§ TASKS FOR THIS EXERCISE:
**A.** Please copy the passage on the premenstrual syndrome review from "A review article" to "they conducted meta-analyses.", changing "investigators" to "researchers".
**B.** According to the passage on the premenstrual syndrome review, what do the results suggest about education as an intervention?

§ PASSAGE SHOWN:
A review article which is published in the current issue of Psychotherapy and Psychosomatics indicates that psychological interventions may help premenstrual syndrome.
A group of Canadian investigators conducted a systematic review and meta-analysis to determine the efficacy of psychological interventions for premenstrual syndrome.They systematically searched and selected studies that enrolled women with premenstrual syndrome in which investigators randomly assigned them to a psychological intervention or to a control intervention. Trials were included irrespective of their outcomes and, when possible, they conducted meta-analyses.
Nine randomized trials, of which 5 tested cognitive behavioural therapy, contributed data to the meta-analyses. Low quality evidence (design and implementation weaknesses of the studies, possible reporting bias) suggests that cognitive behavioural therapy significantly reduces both anxiety (effect size [ES] = -0.58; 95% confidence interval [CI] = -1.15 to -0.01; number needed to treat [NNT] = 5), and depression (ES = -0.55; 95% CI = -1.05 to -0.05; NNT = 5), and also suggests a possible beneficial effect on behavioural changes (ES = -0.70; 95% CI = -1.29 to -0.10; NNT = 4) and interference of symptoms on daily living (ES = -0.78; 95% CI = -1.53 to -0.03; NNT = 4). Results provide much more limited support for monitoring as a form of therapy and suggest the ineffectiveness of education. Low quality evidence from randomized trials suggests that cognitive behavioural therapy may have important beneficial effects in managing symptoms associated with premenstrual syndrome.

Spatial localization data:
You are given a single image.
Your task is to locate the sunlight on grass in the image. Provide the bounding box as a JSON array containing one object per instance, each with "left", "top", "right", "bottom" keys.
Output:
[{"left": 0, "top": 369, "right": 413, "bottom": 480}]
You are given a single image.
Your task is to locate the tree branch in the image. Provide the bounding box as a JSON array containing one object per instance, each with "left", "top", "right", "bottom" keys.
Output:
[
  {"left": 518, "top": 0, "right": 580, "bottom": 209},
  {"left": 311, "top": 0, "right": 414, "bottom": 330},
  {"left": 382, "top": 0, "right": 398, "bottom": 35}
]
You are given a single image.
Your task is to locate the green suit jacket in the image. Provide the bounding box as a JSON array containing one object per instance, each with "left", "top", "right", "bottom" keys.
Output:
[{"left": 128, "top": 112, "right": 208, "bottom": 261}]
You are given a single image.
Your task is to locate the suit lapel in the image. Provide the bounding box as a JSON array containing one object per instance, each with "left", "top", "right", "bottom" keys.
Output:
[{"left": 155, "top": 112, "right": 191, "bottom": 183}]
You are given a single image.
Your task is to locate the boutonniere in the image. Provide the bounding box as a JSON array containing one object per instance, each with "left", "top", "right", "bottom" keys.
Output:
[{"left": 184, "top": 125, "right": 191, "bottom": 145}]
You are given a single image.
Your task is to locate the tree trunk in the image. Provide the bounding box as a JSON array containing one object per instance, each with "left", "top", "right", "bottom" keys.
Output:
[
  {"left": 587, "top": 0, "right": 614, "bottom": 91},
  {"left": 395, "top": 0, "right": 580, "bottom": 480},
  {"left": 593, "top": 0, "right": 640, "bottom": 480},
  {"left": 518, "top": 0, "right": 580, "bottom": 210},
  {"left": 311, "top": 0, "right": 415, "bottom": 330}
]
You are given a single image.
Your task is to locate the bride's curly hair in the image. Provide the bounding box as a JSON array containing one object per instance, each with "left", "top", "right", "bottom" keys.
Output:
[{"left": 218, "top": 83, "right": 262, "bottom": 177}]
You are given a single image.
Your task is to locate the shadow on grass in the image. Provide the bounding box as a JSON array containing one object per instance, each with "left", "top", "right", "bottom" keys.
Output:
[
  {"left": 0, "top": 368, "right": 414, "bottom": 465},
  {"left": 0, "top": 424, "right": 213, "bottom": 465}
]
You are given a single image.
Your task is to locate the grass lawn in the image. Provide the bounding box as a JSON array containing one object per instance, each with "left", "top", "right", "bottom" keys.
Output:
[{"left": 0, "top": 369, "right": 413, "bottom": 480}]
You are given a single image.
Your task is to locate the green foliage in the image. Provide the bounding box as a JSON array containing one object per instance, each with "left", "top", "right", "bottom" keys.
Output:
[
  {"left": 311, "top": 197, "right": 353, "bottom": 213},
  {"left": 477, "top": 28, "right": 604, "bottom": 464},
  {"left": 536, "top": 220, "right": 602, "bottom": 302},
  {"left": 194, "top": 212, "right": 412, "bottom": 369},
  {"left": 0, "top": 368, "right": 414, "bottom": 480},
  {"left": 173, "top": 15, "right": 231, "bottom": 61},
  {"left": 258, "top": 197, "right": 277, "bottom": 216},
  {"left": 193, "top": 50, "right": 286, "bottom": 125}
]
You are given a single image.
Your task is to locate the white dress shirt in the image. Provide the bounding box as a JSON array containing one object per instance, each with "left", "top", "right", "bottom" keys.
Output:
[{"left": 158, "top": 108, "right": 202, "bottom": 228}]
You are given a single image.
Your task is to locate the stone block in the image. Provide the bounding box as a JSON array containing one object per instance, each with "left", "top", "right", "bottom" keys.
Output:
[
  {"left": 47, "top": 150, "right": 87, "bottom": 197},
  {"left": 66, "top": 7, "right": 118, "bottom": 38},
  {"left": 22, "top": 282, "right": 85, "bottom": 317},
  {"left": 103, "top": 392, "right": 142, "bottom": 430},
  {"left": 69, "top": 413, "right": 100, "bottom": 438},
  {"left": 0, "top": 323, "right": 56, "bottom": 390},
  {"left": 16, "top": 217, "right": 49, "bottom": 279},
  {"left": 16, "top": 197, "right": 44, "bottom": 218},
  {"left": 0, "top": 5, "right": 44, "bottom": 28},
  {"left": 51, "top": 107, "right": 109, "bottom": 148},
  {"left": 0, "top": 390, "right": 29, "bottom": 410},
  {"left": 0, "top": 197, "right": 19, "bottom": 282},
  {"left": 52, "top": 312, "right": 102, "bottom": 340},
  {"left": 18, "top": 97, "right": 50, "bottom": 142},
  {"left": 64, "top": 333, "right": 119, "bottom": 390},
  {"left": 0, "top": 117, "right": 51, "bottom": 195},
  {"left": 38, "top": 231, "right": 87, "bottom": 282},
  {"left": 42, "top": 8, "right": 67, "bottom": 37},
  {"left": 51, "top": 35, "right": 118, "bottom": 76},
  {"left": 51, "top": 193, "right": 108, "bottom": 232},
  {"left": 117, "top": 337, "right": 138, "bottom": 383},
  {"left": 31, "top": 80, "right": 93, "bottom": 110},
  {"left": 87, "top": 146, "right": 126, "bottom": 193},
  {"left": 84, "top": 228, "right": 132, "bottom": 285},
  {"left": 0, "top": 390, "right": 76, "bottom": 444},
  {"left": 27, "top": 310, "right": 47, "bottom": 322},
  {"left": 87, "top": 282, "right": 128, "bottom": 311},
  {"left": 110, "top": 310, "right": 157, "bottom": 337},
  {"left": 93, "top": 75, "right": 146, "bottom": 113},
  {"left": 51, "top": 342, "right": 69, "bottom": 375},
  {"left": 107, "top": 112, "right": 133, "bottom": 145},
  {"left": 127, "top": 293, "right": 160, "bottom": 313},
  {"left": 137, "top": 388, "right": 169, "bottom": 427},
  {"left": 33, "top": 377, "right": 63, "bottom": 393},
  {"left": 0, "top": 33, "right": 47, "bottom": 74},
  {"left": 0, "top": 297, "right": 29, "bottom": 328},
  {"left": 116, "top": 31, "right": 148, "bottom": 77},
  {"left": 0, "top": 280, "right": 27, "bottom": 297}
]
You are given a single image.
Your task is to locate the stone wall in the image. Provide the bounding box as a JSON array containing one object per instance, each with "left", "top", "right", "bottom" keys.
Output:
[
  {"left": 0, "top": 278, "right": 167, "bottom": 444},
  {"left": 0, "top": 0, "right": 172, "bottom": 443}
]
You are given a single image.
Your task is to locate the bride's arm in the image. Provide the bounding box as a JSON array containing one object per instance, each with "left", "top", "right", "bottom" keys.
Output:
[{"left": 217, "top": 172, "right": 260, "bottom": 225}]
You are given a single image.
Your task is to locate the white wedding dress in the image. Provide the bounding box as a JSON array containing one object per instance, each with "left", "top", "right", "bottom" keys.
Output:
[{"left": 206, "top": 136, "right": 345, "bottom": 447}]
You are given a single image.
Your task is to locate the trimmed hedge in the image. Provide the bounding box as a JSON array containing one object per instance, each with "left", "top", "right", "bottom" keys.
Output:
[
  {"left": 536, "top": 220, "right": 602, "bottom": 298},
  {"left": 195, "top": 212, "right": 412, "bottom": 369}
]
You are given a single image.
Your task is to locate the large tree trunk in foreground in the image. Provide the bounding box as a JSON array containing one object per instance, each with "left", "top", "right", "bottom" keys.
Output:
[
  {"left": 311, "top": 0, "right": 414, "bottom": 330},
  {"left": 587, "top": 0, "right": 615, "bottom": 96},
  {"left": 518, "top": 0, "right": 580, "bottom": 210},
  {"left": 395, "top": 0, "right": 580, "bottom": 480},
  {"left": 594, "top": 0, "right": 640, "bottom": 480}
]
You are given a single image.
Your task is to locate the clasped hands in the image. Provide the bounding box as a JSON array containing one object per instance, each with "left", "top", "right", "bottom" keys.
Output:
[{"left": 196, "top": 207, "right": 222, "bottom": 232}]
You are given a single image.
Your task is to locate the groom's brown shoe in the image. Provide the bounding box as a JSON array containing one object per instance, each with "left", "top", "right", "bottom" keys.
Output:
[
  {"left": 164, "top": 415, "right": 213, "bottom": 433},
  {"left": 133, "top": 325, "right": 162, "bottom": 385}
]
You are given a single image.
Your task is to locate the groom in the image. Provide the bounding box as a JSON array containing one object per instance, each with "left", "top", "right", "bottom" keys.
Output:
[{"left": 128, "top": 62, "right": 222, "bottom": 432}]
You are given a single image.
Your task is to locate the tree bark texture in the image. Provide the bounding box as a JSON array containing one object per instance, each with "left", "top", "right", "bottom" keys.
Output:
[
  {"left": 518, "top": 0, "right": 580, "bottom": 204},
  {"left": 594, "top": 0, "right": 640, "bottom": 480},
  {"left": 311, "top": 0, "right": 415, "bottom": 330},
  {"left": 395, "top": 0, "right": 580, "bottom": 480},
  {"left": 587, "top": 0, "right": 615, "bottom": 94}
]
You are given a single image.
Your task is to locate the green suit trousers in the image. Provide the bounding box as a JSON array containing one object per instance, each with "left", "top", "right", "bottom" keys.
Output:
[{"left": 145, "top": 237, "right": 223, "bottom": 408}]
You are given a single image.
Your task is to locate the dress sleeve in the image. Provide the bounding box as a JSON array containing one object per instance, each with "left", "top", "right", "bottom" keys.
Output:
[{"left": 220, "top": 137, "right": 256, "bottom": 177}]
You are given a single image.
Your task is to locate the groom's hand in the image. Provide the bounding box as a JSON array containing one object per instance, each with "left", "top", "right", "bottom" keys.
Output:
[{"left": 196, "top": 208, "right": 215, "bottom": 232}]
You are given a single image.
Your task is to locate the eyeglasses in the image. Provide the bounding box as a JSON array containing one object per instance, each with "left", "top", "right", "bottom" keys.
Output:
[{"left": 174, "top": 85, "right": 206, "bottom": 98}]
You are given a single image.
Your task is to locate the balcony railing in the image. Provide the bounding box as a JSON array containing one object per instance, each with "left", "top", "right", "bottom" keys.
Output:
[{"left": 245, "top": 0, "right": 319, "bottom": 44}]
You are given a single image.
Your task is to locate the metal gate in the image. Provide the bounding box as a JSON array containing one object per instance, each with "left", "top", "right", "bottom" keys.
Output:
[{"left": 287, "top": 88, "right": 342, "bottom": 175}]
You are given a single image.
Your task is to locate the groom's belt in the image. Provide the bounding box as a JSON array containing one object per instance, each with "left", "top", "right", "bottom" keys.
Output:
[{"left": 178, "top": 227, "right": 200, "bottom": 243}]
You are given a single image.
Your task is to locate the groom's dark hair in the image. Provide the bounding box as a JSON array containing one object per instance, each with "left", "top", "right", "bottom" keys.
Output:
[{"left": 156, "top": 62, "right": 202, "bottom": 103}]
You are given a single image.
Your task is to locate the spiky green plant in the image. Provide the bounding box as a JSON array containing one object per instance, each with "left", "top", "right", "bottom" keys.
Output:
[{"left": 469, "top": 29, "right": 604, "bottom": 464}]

---

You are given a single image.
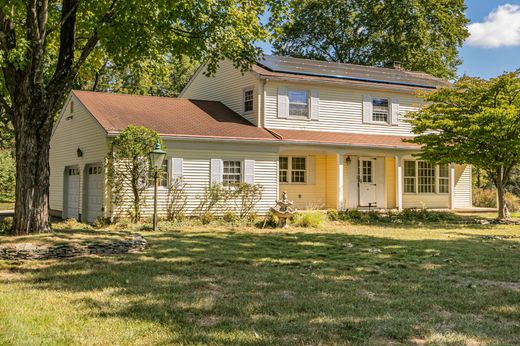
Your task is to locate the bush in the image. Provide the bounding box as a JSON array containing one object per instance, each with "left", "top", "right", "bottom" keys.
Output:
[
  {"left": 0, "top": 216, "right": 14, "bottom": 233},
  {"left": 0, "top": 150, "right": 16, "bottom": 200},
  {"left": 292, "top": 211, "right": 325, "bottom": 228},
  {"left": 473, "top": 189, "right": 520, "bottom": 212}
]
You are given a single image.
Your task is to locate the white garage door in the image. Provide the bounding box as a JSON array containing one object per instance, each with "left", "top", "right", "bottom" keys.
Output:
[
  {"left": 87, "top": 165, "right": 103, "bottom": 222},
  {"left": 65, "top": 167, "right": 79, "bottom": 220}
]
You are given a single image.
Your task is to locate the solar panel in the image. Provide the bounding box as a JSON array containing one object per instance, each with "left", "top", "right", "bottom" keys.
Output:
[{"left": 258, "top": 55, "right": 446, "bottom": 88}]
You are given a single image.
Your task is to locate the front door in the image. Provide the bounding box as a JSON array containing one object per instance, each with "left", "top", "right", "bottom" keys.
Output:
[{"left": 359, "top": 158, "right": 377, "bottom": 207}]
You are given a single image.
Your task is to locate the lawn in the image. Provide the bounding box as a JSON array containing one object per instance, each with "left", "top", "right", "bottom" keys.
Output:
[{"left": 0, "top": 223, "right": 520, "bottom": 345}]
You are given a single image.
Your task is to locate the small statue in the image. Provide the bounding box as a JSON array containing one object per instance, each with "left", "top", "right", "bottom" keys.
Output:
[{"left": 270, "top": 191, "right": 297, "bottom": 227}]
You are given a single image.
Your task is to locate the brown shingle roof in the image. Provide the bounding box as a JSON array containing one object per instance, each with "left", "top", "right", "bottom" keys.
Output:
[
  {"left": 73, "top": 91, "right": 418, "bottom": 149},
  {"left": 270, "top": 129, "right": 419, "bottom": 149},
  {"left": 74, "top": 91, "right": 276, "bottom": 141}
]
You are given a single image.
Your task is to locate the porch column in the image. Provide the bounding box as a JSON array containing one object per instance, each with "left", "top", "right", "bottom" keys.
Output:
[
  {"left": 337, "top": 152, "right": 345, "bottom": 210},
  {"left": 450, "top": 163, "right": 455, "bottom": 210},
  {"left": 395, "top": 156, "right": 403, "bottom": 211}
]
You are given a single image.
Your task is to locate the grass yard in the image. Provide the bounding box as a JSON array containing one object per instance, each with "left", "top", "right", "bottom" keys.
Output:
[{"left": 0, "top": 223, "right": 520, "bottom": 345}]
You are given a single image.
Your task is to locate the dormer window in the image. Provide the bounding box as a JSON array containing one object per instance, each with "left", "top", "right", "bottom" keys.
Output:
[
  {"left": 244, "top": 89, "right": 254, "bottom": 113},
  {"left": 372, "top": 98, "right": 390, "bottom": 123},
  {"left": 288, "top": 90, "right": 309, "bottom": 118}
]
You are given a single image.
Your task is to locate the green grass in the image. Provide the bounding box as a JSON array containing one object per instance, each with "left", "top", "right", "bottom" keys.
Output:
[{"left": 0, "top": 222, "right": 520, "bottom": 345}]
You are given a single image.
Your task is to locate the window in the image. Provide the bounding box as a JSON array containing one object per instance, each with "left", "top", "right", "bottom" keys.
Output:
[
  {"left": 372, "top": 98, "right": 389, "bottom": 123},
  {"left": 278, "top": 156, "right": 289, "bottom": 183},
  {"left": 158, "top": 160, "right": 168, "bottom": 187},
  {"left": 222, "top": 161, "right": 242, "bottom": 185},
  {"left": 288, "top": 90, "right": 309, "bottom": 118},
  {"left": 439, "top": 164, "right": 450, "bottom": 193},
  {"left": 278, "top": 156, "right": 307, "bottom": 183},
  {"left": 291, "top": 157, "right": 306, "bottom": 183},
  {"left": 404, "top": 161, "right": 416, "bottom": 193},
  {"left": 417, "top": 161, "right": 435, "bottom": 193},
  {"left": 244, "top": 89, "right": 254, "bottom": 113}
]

§ ANSWERS TO THIS EXERCISE:
**A.**
A review article which is published in the current issue of Psychotherapy and Psychosomatics indicates that psychological interventions may help premenstrual syndrome.
A group of Canadian researchers conducted a systematic review and meta-analysis to determine the efficacy of psychological interventions for premenstrual syndrome.They systematically searched and selected studies that enrolled women with premenstrual syndrome in which researchers randomly assigned them to a psychological intervention or to a control intervention. Trials were included irrespective of their outcomes and, when possible, they conducted meta-analyses.

**B.** They suggest that education is ineffective.